** start of MATERIAL FOR THIS TASK **

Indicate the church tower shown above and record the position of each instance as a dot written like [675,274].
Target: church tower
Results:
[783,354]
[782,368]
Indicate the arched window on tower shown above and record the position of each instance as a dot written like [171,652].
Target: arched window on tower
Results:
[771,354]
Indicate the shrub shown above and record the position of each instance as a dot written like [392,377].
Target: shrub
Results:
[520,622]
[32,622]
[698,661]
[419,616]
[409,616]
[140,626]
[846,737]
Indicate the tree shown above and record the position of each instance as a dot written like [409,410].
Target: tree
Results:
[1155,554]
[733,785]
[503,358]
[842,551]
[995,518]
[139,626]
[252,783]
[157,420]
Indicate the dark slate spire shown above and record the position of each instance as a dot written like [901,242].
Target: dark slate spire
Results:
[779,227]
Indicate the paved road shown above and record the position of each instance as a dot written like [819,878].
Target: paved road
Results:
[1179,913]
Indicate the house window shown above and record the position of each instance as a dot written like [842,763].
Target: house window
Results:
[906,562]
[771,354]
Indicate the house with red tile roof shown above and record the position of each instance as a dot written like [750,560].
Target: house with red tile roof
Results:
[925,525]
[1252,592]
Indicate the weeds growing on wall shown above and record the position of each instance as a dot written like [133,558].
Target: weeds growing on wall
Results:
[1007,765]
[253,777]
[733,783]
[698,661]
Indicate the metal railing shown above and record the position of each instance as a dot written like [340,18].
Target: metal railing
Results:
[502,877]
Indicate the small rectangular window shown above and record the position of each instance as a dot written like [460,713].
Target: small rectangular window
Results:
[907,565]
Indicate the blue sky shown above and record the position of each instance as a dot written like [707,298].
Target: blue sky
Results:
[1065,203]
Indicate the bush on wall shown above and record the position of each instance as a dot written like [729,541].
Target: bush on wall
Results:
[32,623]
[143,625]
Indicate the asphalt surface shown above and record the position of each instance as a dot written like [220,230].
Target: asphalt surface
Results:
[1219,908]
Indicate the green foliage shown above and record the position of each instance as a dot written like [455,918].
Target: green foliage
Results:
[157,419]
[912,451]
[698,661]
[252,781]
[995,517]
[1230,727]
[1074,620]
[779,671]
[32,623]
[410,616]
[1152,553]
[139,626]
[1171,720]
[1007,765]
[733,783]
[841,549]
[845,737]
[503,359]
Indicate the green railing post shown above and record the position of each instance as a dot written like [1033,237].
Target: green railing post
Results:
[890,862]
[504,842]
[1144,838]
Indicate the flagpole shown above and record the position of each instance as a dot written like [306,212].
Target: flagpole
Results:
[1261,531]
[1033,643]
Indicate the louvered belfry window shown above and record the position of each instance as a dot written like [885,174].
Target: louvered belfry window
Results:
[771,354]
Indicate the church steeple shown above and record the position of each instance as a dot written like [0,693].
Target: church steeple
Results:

** end of MATERIAL FOR THIS TASK **

**YOUR INSTRUCTIONS:**
Copy out all of the records above, changing "instance" to "occurrence" wherever it occurs and keeping everything else as it is.

**SOLUTION FOR THIS EXERCISE:**
Indicate the church tower shown above and record the position of each occurrence as a dot written like [675,274].
Target: church tower
Results:
[783,354]
[782,368]
Indicate the arched window on tower shown above and record the position of each occurrence as a dot written like [171,652].
Target: arched window on tower
Results:
[771,354]
Indicate the shrub shown above and record the position of each occurrence as a dot written like [392,377].
Target: shrub
Results:
[520,622]
[32,622]
[698,661]
[419,616]
[409,616]
[140,626]
[846,737]
Indicate the tree shown above and record the position of each occurrence as a dot written like [409,410].
Target: tree
Results:
[1155,554]
[733,785]
[503,358]
[842,551]
[995,518]
[139,626]
[252,783]
[157,420]
Indicate the dark slate spire shown above and record the position of each occurrence as a dot written like [901,242].
Target: dark slate spire
Results:
[779,227]
Indicate the paved road shown above and record the position of each occurrence as a dot written like [819,878].
Target: paved road
Results:
[1179,913]
Indicate the house window shown above and record the position of each occurrence as a dot written like [842,763].
Target: house window
Results:
[906,562]
[771,354]
Indicate the house with red tile roof shown above and record the position of each occurrence as a dot written like [750,560].
Target: house with red tile roof
Results:
[925,525]
[1252,592]
Indicate the weeds growing on wall shown above and record the position of each occurrence as a dot written like [133,558].
Target: weeds growing on wall
Results:
[1007,765]
[253,777]
[733,783]
[698,661]
Indicate the metal railing shown above and record the position of each occurrence as a dot written like [340,18].
Target: metal railing
Results:
[502,877]
Indicate the small rectangular window shown above and record the position of each occurrence as a dot written like [460,713].
Target: small rectangular window
Results:
[907,565]
Indicate the blue sky shown above and record the position of each occurrence as a dot written like [707,298].
Target: blue sky
Results:
[1065,203]
Indicate the bush on wall shown above and record the position of each occurrence as a dot written like [729,541].
Target: bush on wall
Results:
[32,623]
[143,625]
Indicate the asphalt surface shown above and record the position of each occurrence as a dot written like [220,230].
Target: asphalt surface
Results:
[1219,908]
Indicate the green foliage shown above and record the position of each occurrence as a dot written like [455,918].
Target: green foliage
Results:
[157,419]
[912,451]
[698,661]
[252,781]
[995,517]
[1230,727]
[1074,620]
[779,671]
[32,623]
[410,616]
[1152,553]
[139,626]
[1171,720]
[1007,765]
[733,783]
[841,549]
[845,737]
[503,359]
Indicate the green railing post shown above and record the position of each occurrence as a dot written like [1033,237].
Target: green railing post
Results:
[890,862]
[504,842]
[1144,838]
Indicate the flagpole shown above and record the position of each occurrence as a dot written like [306,212].
Target: flagpole
Results:
[1261,531]
[1033,643]
Indicate the louvered belfry window shown above and record the position of each occurrence as a dot written like [885,174].
Target: louvered belfry window
Results:
[771,354]
Indicate the church steeple shown above and record the position of each occurrence as a dot written like [0,693].
Target: church steeple
Results:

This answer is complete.